Task to carry out:
Arrange the listing from the line with "Isolate the tree" up to and including the line with "110, 0, 400, 266" as a two-column CSV headed instruction and answer, one row per instruction. Put each value in a single quoted field, with line breaks replaced by spaces.

Given data:
begin
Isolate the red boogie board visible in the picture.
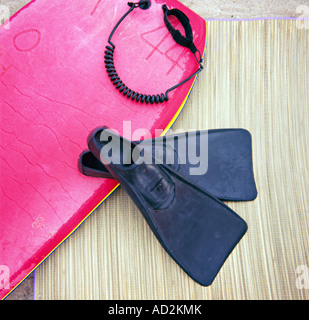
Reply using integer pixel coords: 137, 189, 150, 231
0, 0, 206, 298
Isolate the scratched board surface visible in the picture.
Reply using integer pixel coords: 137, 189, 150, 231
0, 0, 206, 298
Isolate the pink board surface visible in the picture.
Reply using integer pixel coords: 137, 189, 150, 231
0, 0, 206, 299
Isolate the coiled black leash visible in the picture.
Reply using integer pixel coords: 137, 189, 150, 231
104, 0, 203, 104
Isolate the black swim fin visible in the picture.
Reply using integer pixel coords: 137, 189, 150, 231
78, 129, 257, 201
88, 128, 247, 286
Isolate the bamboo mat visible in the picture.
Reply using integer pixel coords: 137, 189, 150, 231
35, 20, 309, 300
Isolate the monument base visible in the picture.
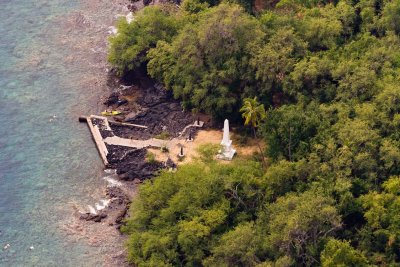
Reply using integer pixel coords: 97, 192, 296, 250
217, 149, 236, 160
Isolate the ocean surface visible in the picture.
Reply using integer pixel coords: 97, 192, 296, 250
0, 0, 125, 266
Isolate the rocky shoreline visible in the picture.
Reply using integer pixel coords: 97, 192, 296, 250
80, 68, 204, 229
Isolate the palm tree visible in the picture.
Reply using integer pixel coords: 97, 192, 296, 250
240, 97, 266, 168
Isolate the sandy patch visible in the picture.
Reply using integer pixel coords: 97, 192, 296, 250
148, 130, 263, 165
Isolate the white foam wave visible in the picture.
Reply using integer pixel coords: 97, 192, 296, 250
103, 176, 122, 187
88, 205, 97, 215
95, 199, 111, 210
104, 169, 117, 174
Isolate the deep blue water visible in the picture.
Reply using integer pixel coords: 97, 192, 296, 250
0, 0, 114, 266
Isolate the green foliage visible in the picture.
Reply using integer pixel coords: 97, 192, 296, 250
240, 97, 266, 127
148, 4, 263, 117
267, 191, 342, 266
109, 0, 400, 266
108, 6, 180, 74
321, 239, 369, 267
123, 159, 262, 266
360, 176, 400, 264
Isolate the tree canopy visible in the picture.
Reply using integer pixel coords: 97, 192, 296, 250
109, 0, 400, 266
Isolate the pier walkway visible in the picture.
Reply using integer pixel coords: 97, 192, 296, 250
84, 115, 204, 166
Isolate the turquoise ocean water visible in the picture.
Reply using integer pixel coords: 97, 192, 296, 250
0, 0, 118, 266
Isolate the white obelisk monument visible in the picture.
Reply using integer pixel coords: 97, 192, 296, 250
217, 119, 236, 160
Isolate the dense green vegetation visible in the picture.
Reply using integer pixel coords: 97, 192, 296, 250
110, 0, 400, 266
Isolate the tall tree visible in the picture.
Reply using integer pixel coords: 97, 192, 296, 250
240, 97, 266, 168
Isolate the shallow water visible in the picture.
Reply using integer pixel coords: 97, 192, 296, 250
0, 0, 126, 266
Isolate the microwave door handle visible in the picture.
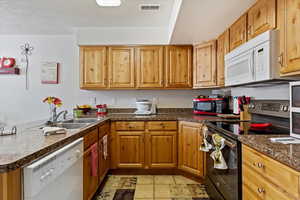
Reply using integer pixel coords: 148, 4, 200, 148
250, 50, 255, 80
211, 101, 217, 112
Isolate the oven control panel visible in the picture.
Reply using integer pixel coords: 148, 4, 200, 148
249, 100, 290, 118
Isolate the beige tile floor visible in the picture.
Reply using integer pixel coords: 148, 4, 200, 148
96, 175, 209, 200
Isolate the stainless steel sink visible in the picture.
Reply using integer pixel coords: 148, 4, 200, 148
56, 123, 90, 129
63, 118, 98, 124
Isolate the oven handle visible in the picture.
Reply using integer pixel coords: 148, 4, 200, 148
225, 139, 236, 149
207, 131, 237, 149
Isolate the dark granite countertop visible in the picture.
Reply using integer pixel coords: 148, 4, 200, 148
239, 135, 300, 172
0, 112, 226, 173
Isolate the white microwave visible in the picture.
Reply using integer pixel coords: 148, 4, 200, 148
225, 30, 280, 86
290, 81, 300, 139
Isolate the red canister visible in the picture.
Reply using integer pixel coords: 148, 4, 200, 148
96, 104, 107, 116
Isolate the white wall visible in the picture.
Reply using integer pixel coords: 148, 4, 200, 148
0, 36, 209, 125
231, 84, 290, 100
0, 36, 76, 124
76, 27, 169, 45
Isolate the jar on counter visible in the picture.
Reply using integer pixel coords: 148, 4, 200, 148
96, 104, 107, 117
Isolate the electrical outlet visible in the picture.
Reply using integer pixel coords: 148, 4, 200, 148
111, 97, 117, 106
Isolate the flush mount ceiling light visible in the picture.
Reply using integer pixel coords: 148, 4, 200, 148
96, 0, 121, 7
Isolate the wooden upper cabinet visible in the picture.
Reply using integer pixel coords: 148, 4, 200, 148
278, 0, 300, 75
80, 47, 107, 89
178, 122, 205, 176
136, 46, 164, 88
229, 14, 247, 51
108, 47, 135, 88
248, 0, 276, 40
217, 30, 229, 86
165, 46, 192, 88
194, 40, 217, 88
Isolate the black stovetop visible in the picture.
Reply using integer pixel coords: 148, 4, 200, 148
207, 122, 290, 138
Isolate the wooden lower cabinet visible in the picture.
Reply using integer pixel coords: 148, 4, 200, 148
111, 121, 178, 169
178, 122, 205, 177
83, 127, 99, 200
83, 149, 99, 200
0, 169, 22, 200
242, 145, 300, 200
146, 131, 177, 168
98, 124, 110, 184
115, 131, 145, 168
83, 123, 110, 200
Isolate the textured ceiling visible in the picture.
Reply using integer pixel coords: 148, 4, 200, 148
171, 0, 256, 44
0, 0, 175, 34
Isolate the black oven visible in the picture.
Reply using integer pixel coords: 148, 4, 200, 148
290, 82, 300, 139
193, 97, 228, 115
205, 126, 242, 200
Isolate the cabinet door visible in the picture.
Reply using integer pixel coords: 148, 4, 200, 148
83, 148, 99, 200
278, 0, 300, 75
108, 47, 135, 89
217, 30, 229, 86
194, 40, 217, 88
80, 47, 107, 89
165, 46, 192, 88
248, 0, 276, 40
229, 14, 247, 51
116, 131, 144, 168
146, 131, 177, 169
136, 46, 164, 88
178, 122, 205, 176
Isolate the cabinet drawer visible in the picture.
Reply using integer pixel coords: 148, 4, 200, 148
243, 145, 300, 198
116, 122, 145, 131
243, 165, 293, 200
84, 128, 98, 149
148, 121, 177, 131
99, 123, 110, 139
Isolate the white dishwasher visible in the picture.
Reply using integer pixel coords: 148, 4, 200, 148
24, 138, 83, 200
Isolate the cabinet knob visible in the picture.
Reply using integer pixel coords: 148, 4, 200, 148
257, 188, 265, 194
278, 53, 283, 67
257, 163, 264, 168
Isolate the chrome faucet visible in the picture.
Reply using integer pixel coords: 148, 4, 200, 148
50, 107, 68, 123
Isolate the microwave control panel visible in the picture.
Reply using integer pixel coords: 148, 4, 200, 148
249, 100, 290, 118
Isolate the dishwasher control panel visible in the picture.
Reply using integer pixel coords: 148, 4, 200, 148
24, 138, 83, 198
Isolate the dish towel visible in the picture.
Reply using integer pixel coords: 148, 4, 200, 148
210, 134, 228, 169
200, 126, 212, 152
43, 127, 67, 135
90, 142, 98, 176
102, 135, 108, 160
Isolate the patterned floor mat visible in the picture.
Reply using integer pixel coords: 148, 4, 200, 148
95, 175, 210, 200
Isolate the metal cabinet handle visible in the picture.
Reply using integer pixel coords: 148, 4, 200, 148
257, 188, 265, 194
257, 163, 264, 168
278, 53, 283, 67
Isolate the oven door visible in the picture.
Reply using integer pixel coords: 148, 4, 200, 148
206, 132, 241, 200
290, 82, 300, 138
194, 100, 216, 115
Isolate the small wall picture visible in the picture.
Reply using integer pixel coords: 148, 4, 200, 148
41, 62, 59, 84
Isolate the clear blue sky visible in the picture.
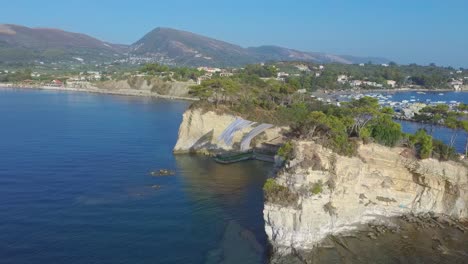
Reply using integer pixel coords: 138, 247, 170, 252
0, 0, 468, 68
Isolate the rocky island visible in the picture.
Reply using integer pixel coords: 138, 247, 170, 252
174, 63, 468, 263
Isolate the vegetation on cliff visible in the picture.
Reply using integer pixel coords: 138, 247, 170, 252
187, 65, 460, 160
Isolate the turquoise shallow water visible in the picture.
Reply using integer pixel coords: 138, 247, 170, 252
0, 89, 271, 264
end
Output of the exercise:
instruction,answer
"Isolate the tree canopy visible in the picture. Reply using integer pixel coords: 97, 192, 296, 250","109, 0, 400, 266"
"Isolate the pier walkway visible in the picture. Reply using integer pixel coords: 97, 192, 296, 250","84, 115, 204, 166"
"Isolate the turquoise ocean water visible in the picture. Reply using integer pixel coords: 97, 192, 296, 250","0, 0, 118, 266"
"Isolate the white obelisk monument visible in the picture. Reply using integer pixel coords: 97, 192, 296, 250","217, 119, 236, 160"
"Isolate the dense green vegetation visible in the picture. Reply using integer pixel coords: 97, 192, 296, 250","110, 0, 400, 266"